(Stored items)

■ ■ ■ ■

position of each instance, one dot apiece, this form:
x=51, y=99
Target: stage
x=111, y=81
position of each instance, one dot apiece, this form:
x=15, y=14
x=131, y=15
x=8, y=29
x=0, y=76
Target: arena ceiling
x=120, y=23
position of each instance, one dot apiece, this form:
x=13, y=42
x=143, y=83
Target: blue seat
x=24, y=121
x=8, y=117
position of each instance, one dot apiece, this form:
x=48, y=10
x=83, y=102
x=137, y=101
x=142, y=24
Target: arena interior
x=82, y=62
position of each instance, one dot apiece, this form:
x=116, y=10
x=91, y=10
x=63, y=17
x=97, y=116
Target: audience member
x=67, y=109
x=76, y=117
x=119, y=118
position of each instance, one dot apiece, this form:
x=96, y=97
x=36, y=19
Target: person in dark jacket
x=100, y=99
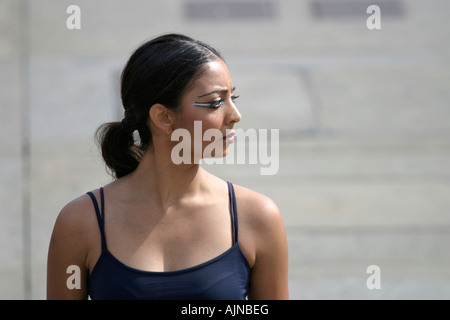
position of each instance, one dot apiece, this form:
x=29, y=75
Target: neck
x=159, y=178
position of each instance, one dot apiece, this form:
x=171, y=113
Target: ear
x=162, y=118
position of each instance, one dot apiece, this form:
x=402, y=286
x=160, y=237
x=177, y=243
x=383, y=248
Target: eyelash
x=216, y=103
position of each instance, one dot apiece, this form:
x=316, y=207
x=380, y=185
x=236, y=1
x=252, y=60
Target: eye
x=215, y=104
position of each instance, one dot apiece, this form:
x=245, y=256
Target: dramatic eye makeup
x=216, y=103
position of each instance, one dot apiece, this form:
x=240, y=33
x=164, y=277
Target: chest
x=184, y=236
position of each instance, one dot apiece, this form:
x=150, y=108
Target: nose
x=233, y=114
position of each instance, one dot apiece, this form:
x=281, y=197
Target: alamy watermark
x=374, y=280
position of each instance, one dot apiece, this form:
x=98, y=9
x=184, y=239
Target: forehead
x=215, y=76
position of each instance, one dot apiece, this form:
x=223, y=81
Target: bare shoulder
x=256, y=208
x=75, y=220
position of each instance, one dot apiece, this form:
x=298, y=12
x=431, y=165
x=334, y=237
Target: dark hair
x=159, y=71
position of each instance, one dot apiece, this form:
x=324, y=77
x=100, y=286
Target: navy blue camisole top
x=225, y=277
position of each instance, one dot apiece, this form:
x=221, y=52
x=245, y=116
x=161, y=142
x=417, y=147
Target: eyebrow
x=215, y=91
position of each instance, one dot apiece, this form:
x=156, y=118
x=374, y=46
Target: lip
x=229, y=138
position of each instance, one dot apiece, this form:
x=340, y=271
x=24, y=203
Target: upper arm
x=265, y=230
x=67, y=271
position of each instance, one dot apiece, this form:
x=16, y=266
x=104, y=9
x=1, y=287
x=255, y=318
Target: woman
x=163, y=230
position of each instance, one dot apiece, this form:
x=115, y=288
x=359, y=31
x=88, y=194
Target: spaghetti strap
x=233, y=212
x=100, y=213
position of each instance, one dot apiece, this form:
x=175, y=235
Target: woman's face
x=213, y=85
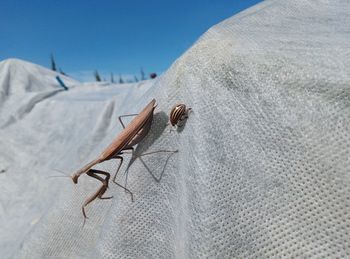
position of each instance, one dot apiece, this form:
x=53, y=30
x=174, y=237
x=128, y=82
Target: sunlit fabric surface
x=263, y=168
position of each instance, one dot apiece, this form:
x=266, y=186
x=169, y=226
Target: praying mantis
x=130, y=136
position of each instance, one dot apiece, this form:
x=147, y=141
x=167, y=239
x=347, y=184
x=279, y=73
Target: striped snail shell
x=178, y=113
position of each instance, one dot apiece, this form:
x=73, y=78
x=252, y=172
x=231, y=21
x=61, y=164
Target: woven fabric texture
x=263, y=168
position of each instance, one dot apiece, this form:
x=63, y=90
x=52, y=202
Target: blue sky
x=110, y=36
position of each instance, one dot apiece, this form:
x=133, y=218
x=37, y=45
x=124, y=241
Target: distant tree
x=112, y=78
x=97, y=76
x=142, y=74
x=121, y=81
x=62, y=73
x=53, y=63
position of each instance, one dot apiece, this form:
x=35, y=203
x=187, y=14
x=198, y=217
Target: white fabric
x=263, y=168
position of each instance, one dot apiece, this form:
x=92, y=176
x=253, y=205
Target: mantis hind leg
x=100, y=191
x=115, y=176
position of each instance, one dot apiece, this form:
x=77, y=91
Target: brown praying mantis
x=131, y=135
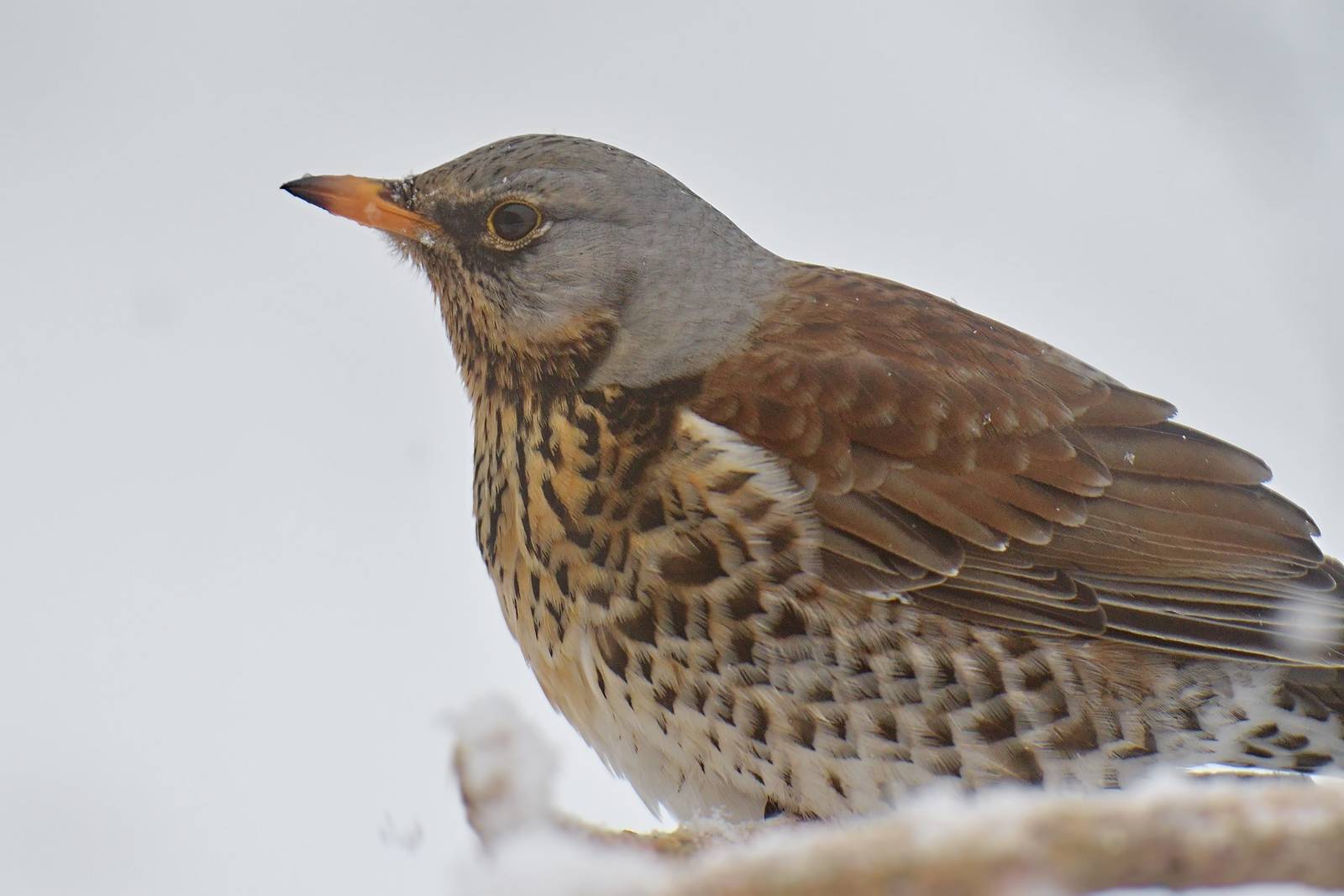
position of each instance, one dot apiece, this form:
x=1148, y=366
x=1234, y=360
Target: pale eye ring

■ ■ ■ ■

_Stated problem_
Omitting all images, print the listing exactly.

_Correct output_
position of each instance, one dot apiece, this form:
x=51, y=99
Target: stage
x=111, y=81
position of each instance, one dot apiece, this form:
x=15, y=14
x=131, y=15
x=8, y=29
x=0, y=76
Target: arena ceiling
x=120, y=23
position of each instance, one dot apiece, this form:
x=13, y=42
x=143, y=83
Target: blue seat
x=24, y=121
x=8, y=117
position of each instance, one dot apiece, this form:
x=48, y=10
x=83, y=102
x=137, y=101
x=142, y=24
Target: arena interior
x=82, y=62
position of each instance, one dot apiece, this form:
x=116, y=10
x=91, y=10
x=63, y=17
x=97, y=116
Target: audience member
x=67, y=109
x=76, y=117
x=119, y=118
position of each instance, one dot apiece, this form:
x=96, y=97
x=36, y=19
Target: person in dark jacket
x=100, y=99
position of each instance, one dot apiece, this form:
x=29, y=75
Target: neck
x=159, y=178
position of each instance, one dot apiece, this form:
x=171, y=113
Target: ear
x=162, y=118
position of each instance, one dot apiece, this form:
x=402, y=286
x=160, y=237
x=177, y=243
x=383, y=248
Target: eyelash
x=216, y=103
position of each instance, one dot apiece, this form:
x=316, y=207
x=380, y=185
x=236, y=1
x=252, y=60
Target: eye
x=215, y=104
position of each instance, one dot apiece, this form:
x=245, y=256
Target: dramatic eye makeup
x=216, y=103
position of each instance, one dot apiece, this form:
x=240, y=33
x=164, y=277
Target: chest
x=184, y=236
position of each instance, one dot apiece, this form:
x=150, y=108
Target: nose
x=233, y=114
position of each instance, one dot apiece, this form:
x=281, y=197
Target: alamy watermark
x=374, y=280
position of each instance, one dot apiece, this form:
x=98, y=9
x=184, y=239
Target: forehead
x=215, y=76
position of each instance, one dot apiece, this form:
x=223, y=81
Target: bare shoulder
x=256, y=208
x=75, y=220
position of each instance, one dot apiece, this form:
x=298, y=12
x=431, y=165
x=334, y=237
Target: dark hair
x=159, y=71
position of each instance, one dot apiece, this form:
x=324, y=77
x=100, y=286
Target: navy blue camisole top
x=225, y=277
position of each instance, one dot apiece, this form:
x=221, y=52
x=245, y=116
x=161, y=142
x=417, y=147
Target: eyebrow
x=215, y=91
position of each instance, one dot apiece, this form:
x=156, y=118
x=374, y=46
Target: lip
x=229, y=138
position of each instance, one dot apiece, this form:
x=340, y=271
x=24, y=203
Target: upper arm
x=265, y=230
x=67, y=271
position of each instance, one dot apiece, this form:
x=16, y=266
x=104, y=9
x=1, y=287
x=255, y=318
Target: woman
x=163, y=230
position of each instance, one dot apiece, this form:
x=115, y=288
x=359, y=31
x=88, y=194
Target: spaghetti strap
x=233, y=212
x=100, y=213
position of each instance, one dot apiece, this form:
x=175, y=235
Target: woman's face
x=213, y=85
position of each instance, one dot apiece, this form:
x=53, y=30
x=174, y=237
x=128, y=82
Target: sunlit fabric surface
x=263, y=168
position of each instance, one dot apiece, this form:
x=266, y=186
x=169, y=226
Target: praying mantis
x=130, y=136
position of each instance, one dot apiece, this form:
x=147, y=141
x=167, y=239
x=347, y=184
x=279, y=73
Target: striped snail shell
x=178, y=113
position of each instance, one dot apiece, this form:
x=73, y=78
x=252, y=172
x=231, y=21
x=61, y=164
Target: woven fabric texture
x=263, y=168
position of each instance, one dot apiece, this form:
x=63, y=90
x=52, y=202
Target: blue sky
x=110, y=36
position of each instance, one dot apiece, this form:
x=133, y=218
x=37, y=45
x=124, y=241
Target: distant tree
x=112, y=78
x=97, y=76
x=142, y=74
x=121, y=81
x=62, y=73
x=53, y=63
position of each instance, one dot apiece, this form:
x=35, y=203
x=187, y=14
x=198, y=217
Target: white fabric
x=263, y=168
position of each instance, one dot apiece, this form:
x=92, y=176
x=253, y=205
Target: mantis hind leg
x=100, y=191
x=115, y=176
position of each instance, one dot apiece, this form:
x=77, y=91
Target: brown praying mantis
x=131, y=135
position of each instance, one dot apiece, this form:
x=1148, y=366
x=1234, y=360
Target: pale eye ring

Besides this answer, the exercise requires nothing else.